US historic place in Belgrade, Montana

The Belgrade City Hall and Jail, on Broadway at Northern Pacific Blvd. in Belgrade, Montana, was built in 1912. It was listed on the National Register of Historic Places in 1982.

It was designed by Bozeman architect Fred F. Willson and was built in 1912. It is a two-story flat-roofed brick building with a parapet. Brick is laid in common bond with every seventh course being a header row. Sills on the front facade are made of cut sandstone from Columbus, Montana. Its style is characterized as "a late example of castellated Gothic rendered in the western vernacular. The major stylistic features are limited to the corbelled out brick along the cornice line and a stepped parapet of chimney-like features that break the skyline." Although it is rendered in brick, it is an implementation of the Western false front architecture usually rendered in wood, which used parapets and cornices to appear bigger, and which used more pretentious materials and workmanship on the street facade, with side and rear being much less adorned.

Data shown -

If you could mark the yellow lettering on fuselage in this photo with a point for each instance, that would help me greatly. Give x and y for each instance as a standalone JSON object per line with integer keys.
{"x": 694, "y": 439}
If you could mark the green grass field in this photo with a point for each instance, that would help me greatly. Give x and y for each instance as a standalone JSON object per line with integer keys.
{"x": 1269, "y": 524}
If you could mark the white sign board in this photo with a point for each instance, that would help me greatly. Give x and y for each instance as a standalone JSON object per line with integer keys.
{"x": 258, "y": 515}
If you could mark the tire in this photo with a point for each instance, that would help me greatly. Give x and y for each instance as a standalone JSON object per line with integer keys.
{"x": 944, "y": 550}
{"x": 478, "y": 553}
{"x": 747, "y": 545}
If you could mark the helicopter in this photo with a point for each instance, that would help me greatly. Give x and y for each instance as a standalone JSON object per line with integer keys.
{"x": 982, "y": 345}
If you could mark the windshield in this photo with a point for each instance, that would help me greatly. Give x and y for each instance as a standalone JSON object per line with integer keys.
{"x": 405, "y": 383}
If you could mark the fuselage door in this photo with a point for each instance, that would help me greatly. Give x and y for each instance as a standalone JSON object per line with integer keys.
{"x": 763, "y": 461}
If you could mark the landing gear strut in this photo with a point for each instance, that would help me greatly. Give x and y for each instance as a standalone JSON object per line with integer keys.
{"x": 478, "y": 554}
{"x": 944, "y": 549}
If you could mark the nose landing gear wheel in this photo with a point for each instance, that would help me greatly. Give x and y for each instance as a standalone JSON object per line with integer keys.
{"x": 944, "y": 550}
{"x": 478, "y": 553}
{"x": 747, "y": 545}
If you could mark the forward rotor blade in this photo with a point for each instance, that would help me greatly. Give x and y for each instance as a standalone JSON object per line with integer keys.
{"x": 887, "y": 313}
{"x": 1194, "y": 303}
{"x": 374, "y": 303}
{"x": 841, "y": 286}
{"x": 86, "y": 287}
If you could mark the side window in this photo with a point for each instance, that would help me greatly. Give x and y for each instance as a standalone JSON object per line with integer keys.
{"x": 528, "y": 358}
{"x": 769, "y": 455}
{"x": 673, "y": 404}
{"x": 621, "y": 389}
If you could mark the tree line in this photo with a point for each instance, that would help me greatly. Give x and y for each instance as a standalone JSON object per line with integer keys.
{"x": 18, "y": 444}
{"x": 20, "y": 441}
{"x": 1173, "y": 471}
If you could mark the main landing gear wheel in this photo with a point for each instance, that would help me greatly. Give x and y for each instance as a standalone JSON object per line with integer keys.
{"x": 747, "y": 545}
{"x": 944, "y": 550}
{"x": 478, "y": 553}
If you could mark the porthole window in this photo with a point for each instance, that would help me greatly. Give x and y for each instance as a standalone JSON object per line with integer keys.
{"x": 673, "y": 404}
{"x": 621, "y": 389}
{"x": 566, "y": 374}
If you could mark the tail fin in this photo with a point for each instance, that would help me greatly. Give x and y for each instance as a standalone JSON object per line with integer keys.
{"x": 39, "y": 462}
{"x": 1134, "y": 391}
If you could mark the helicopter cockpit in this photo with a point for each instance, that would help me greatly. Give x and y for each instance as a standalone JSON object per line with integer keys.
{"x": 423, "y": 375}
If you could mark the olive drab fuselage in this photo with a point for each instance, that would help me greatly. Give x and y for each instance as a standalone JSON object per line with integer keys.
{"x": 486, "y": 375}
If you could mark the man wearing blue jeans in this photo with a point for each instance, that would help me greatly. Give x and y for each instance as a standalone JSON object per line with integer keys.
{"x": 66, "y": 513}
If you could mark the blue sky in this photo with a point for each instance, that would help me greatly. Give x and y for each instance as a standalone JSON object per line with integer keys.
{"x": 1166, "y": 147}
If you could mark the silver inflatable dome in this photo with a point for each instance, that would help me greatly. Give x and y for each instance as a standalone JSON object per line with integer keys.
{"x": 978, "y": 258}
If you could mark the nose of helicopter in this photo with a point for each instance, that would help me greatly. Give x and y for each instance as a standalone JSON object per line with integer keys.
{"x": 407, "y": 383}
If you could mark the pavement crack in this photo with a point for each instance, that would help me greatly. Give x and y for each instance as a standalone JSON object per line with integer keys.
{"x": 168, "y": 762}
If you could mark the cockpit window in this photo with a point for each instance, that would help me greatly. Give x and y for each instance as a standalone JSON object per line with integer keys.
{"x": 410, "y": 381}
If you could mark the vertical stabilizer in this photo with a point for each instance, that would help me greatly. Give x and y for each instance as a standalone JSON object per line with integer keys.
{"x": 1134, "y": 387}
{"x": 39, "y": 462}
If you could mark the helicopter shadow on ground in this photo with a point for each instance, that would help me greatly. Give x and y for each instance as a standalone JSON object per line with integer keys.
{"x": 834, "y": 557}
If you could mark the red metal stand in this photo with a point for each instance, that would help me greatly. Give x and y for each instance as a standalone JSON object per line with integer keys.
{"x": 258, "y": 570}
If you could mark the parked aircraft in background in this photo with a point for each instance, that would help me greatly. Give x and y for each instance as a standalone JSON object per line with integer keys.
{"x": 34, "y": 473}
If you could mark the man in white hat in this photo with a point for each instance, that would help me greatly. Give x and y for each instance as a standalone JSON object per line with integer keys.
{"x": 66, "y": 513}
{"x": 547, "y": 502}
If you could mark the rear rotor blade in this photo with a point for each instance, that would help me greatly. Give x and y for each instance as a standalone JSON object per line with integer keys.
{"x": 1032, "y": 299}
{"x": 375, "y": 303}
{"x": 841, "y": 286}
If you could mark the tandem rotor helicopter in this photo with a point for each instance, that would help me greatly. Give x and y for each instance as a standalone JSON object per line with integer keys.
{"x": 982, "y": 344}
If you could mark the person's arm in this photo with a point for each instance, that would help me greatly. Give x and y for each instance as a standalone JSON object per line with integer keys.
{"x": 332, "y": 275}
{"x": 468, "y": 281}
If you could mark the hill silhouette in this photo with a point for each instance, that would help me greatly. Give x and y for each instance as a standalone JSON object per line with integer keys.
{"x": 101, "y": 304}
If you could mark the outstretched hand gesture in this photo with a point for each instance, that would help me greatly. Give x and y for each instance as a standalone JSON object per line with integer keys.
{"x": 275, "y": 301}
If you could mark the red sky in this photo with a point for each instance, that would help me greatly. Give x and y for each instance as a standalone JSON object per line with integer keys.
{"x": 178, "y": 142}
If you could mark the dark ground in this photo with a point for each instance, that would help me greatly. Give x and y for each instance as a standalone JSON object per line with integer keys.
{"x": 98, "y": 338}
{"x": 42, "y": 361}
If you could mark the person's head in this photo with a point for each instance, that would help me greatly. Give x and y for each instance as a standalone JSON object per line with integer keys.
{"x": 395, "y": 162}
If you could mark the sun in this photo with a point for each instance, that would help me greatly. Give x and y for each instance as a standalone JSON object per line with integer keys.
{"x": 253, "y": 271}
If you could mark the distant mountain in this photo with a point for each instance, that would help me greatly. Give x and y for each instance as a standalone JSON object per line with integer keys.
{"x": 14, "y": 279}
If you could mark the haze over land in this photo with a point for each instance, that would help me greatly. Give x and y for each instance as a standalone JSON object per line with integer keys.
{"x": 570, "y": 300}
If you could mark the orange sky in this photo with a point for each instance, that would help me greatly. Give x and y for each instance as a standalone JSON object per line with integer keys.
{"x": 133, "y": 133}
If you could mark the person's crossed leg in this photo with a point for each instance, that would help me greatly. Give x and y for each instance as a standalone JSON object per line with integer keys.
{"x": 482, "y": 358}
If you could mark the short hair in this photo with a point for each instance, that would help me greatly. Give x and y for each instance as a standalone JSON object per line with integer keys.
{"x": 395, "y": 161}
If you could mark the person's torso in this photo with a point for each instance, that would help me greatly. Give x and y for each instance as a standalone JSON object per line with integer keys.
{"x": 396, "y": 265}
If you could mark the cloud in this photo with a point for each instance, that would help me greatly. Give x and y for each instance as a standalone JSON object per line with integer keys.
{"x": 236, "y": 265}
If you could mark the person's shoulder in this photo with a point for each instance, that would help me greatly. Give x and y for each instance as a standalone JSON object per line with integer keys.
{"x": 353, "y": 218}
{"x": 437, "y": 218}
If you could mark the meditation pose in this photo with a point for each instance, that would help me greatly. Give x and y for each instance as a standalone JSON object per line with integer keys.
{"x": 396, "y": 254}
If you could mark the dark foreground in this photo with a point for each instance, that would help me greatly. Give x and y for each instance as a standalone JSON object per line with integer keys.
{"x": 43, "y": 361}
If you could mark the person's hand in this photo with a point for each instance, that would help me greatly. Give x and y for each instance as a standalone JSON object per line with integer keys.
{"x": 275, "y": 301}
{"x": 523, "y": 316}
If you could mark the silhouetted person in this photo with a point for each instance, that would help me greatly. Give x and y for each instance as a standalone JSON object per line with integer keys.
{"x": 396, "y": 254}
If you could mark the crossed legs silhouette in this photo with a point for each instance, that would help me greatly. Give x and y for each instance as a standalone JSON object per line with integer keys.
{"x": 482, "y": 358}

Prompt - From the passage about the Belgrade City Hall and Jail, reproduce word for word the stretch from "US historic place" through "Places in 1982.".

Solved exercise -
US historic place in Belgrade, Montana

The Belgrade City Hall and Jail, on Broadway at Northern Pacific Blvd. in Belgrade, Montana, was built in 1912. It was listed on the National Register of Historic Places in 1982.